→ **Written exercise a**
In the records, edit the part that opens with the line containing "locate the cliff" and closes with the line containing "[[0, 82, 112, 200], [0, 82, 150, 200]]" by replacing "bother" with "trouble" and changing nothing else. Return only those lines.

[Start Excerpted passage]

Internationalization of table columns

104 views
Skip to first unread message

Alexander Jacob

unread,
Jan 5, 2013, 7:42:25 AM1/5/13
to sqlal...@googlegroups.com

Hi,

 

I want to implement my own internationalization type for tables like this one where the different languages are stores in columns rather than an extra i.e. country_i18n table.

I know this is not so flexible when adding extra languages but our goal is to eliminate as much joins as possible.

 

CREATE TABLE `country` (

  `id` int(11) auto_increment NOT NULL AUTO_INCREMENT,

  `iso2` char(2) NOT NULL,

  `name_en` varchar(64),

  `name_de` varchar(64),

  PRIMARY KEY (id)

) ENGINE=InnoDB;

 

insert into `country`(`id`,`iso2`,`name_de`,`name_en`) values (1,'DE','Germany','Deutschland');

insert into `country`(`id`,`iso2`,`name_de`,`name_en`) values (2,'IT', 'Italy','Italien');

 

The goal is to have a mapped class Country with a property “name” that is populated depending on a current language setting i.e. in the user session.

[End Excerpted passage]
[Start Records for the task]

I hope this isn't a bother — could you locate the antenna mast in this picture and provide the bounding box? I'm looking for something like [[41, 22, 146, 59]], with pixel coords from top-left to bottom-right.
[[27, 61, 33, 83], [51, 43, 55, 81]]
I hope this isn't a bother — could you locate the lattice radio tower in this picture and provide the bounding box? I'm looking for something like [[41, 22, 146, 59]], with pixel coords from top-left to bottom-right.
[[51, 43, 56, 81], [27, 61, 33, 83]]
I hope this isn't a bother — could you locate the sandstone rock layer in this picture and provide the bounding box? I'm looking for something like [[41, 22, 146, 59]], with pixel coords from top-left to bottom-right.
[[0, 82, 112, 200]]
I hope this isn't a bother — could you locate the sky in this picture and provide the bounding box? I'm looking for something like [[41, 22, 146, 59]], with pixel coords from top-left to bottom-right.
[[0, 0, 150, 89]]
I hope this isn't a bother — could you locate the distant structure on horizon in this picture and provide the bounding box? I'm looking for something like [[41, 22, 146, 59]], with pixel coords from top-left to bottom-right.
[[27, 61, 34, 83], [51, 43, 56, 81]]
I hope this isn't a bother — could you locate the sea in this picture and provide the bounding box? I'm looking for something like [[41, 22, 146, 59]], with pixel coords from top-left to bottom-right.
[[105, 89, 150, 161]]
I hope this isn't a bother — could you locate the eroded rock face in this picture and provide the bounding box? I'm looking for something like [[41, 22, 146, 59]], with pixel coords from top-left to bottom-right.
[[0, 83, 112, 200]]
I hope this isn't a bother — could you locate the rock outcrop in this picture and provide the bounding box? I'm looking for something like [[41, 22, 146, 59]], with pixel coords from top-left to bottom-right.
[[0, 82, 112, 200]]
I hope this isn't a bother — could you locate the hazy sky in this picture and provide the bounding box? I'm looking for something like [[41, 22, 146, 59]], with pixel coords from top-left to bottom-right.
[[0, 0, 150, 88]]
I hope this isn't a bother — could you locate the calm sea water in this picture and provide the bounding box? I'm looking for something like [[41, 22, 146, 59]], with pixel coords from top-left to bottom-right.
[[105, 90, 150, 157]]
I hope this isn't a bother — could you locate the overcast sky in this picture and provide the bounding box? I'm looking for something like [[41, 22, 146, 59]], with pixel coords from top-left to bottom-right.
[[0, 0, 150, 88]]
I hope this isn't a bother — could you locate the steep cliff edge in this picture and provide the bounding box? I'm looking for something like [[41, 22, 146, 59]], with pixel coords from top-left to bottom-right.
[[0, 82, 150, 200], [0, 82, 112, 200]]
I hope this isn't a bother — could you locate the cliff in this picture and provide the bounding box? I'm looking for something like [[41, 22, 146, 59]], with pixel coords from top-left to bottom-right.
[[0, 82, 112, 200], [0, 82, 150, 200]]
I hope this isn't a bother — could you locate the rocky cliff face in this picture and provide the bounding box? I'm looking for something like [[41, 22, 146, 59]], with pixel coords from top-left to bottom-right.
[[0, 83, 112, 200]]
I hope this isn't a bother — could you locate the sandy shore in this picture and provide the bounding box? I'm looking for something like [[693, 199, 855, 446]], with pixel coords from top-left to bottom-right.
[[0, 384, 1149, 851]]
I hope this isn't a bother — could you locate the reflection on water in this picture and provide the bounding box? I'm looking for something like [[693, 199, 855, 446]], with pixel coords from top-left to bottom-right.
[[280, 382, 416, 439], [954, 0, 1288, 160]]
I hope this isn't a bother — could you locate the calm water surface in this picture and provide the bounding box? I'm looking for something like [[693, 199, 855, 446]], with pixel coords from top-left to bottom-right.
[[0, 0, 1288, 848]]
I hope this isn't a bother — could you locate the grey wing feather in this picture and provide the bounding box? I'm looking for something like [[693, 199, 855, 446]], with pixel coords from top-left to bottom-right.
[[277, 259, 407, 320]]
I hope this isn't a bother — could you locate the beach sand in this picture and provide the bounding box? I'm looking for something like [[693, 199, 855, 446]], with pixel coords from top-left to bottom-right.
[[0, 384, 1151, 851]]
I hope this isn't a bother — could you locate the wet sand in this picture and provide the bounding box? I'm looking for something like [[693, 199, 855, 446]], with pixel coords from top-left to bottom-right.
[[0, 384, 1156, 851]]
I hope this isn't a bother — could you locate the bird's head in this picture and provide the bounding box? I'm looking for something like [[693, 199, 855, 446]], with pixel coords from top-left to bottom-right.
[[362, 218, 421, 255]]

[End Records for the task]

→ **Written exercise b**
Quote the entire forum post on internationalizing table columns, word for word.

→ **Task output a**
I hope this isn't a trouble — could you locate the cliff in this picture and provide the bounding box? I'm looking for something like [[41, 22, 146, 59]], with pixel coords from top-left to bottom-right.
[[0, 82, 112, 200], [0, 82, 150, 200]]

→ **Task output b**
Internationalization of table columns

104 views
Skip to first unread message

Alexander Jacob

unread,
Jan 5, 2013, 7:42:25 AM1/5/13
to sqlal...@googlegroups.com

Hi,

 

I want to implement my own internationalization type for tables like this one where the different languages are stores in columns rather than an extra i.e. country_i18n table.

I know this is not so flexible when adding extra languages but our goal is to eliminate as much joins as possible.

 

CREATE TABLE `country` (

  `id` int(11) auto_increment NOT NULL AUTO_INCREMENT,

  `iso2` char(2) NOT NULL,

  `name_en` varchar(64),

  `name_de` varchar(64),

  PRIMARY KEY (id)

) ENGINE=InnoDB;

 

insert into `country`(`id`,`iso2`,`name_de`,`name_en`) values (1,'DE','Germany','Deutschland');

insert into `country`(`id`,`iso2`,`name_de`,`name_en`) values (2,'IT', 'Italy','Italien');

 

The goal is to have a mapped class Country with a property “name” that is populated depending on a current language setting i.e. in the user session.